It’s true that investing in the capability to print single copies is an expensive business, on top of which you need clients with enough single-copy work to make it worth while. It would seem likely, therefore, that single-copy BOD will be the preserve of the larger firms that can afford the hefty investment and have the work level to warrant it.
That said, some believe that this form of BOD has already been eclipsed by the growth of e-books, facilitated by the rise in tablet computers. The rapid rise of e-books was underlined in January this year, when Amazon announced that it had sold more Kindle e-books than traditional paperbacks in the US.
The advantages of digital books are obvious. An e-book can be downloaded in a matter of seconds and can cost significantly less (see box) than a print edition – although obviously a digital reading platform also has to be bought. So BOD faces an uphill challenge against its new, digitised rival, which offers a much quicker and cheaper service. Hence, Alison Kennedy, production and distribution director for children’s book publisher Egmont, struggles to see where BOD fits in, at least for her own market.
"A few years ago, BOD was ‘the next big thing’, followed by personalised BOD, which continues to have some success for us because children love to star in stories with their favourite characters," she explains. "But now, BOD has been overtaken by e-books, which have far more connectivity to a much broader audience."

——————

The task -> Could you continue the excerpt above on book-on-demand printing and e-books, picking up right after its last sentence?

——————

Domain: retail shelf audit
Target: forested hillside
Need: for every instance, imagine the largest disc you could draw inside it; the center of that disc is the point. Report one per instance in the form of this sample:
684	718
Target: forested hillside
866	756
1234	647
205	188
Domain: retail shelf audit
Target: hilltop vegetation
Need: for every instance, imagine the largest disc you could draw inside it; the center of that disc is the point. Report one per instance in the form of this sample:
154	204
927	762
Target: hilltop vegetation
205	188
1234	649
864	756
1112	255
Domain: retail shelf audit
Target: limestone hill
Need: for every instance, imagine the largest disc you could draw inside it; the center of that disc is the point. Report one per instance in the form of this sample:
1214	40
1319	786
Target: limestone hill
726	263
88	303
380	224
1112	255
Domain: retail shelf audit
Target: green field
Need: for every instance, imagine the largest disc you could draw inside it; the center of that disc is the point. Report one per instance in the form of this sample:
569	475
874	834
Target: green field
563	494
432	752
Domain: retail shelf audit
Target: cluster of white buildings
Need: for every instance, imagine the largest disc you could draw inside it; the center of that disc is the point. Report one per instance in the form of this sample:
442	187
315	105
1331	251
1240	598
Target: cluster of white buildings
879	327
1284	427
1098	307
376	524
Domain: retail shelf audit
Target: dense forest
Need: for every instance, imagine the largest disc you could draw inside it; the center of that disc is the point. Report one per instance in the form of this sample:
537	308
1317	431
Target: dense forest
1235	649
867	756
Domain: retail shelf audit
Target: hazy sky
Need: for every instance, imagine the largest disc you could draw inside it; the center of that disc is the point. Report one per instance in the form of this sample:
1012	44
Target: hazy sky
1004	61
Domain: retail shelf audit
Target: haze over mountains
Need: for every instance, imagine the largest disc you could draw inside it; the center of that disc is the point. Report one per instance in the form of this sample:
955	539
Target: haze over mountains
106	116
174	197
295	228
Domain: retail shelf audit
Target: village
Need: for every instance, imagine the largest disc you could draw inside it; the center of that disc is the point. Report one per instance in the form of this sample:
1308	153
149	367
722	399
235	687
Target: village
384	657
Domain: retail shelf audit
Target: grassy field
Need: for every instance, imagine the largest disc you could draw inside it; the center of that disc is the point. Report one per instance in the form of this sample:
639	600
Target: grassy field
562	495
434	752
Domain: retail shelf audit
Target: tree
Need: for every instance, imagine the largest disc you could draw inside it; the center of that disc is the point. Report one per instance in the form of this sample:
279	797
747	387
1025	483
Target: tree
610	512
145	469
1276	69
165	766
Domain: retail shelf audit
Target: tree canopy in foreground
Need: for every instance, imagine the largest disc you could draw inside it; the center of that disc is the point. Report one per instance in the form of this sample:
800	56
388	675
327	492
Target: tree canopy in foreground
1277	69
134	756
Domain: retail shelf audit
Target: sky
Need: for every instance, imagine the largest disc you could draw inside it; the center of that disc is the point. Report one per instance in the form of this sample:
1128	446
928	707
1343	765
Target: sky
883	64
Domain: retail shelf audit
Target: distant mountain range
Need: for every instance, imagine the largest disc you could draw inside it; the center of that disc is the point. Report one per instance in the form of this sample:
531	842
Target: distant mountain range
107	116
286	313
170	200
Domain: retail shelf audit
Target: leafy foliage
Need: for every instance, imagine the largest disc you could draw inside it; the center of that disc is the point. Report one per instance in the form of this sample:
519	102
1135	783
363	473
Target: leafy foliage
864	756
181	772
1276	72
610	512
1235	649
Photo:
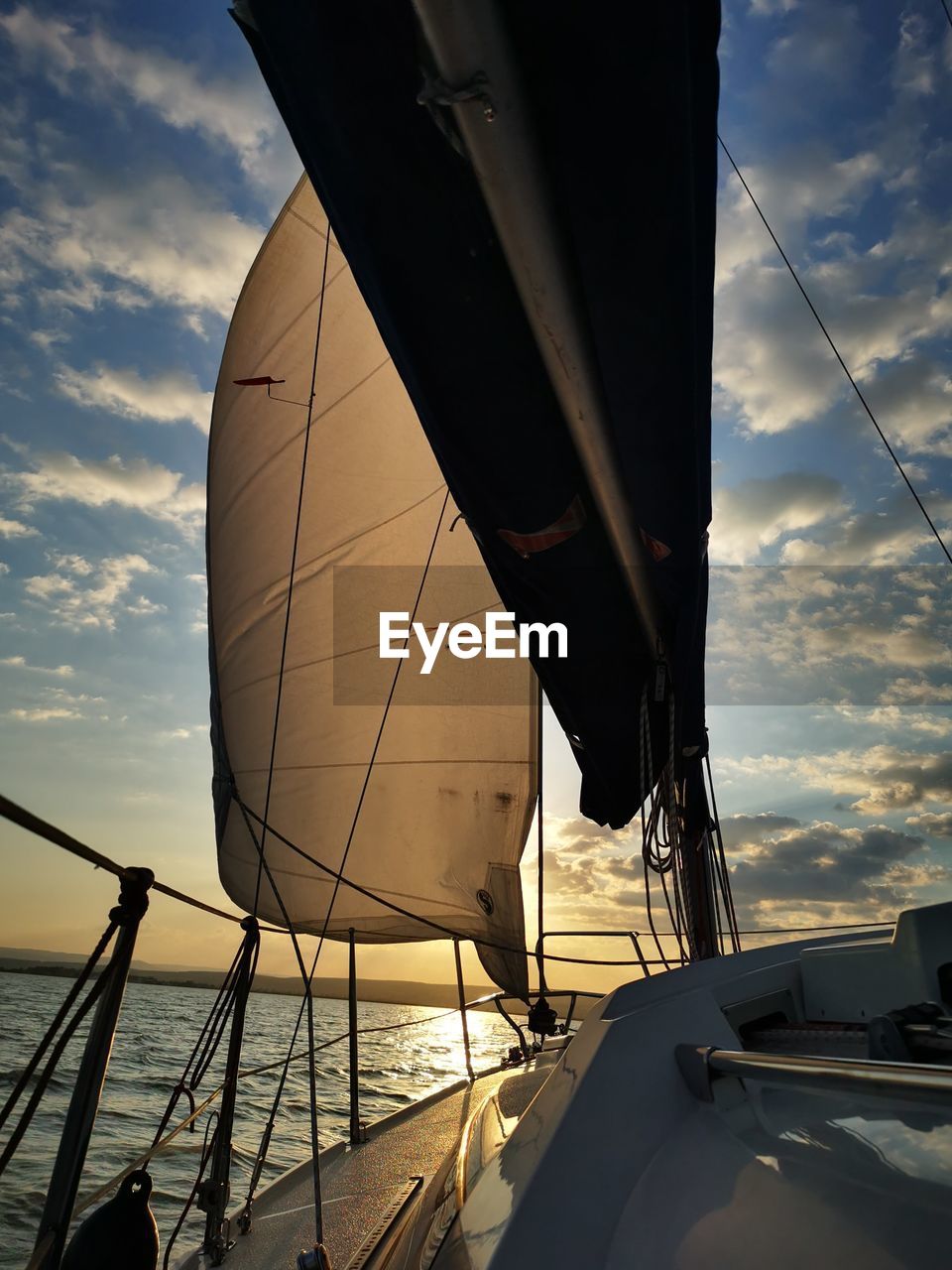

——————

Response below ->
As Kennedy says, BOD’s fight against digital is a difficult one, but there is evidence that it can hold its own. Indeed, at the same time that Amazon was selling millions of e-books, it also saw a rise in paperback sales. This suggests that, despite the competition, or perhaps because of it, the desire for printed books is still very much alive. In addition, you have the likes of HarperCollins expanding its BOD programme and printers investing huge amounts on BOD kit – both of which suggests the BOD offering is a sustainable and popular service offering.
And the good news for print is that BOD is only at the start of its development. The digital processes will get quicker and more efficient as the technology develops, while the model is forcing publishers and printers into closer relationships that are opening up ever more exciting ways to provide the printed books service for which the demand is still very much alive.
Yes, e-books are a threat, but BOD is an effective weapon against that threat, bringing the wide title choice e-books provide into the printed book domain, while offering the physical and tangible product that e-books just can’t match.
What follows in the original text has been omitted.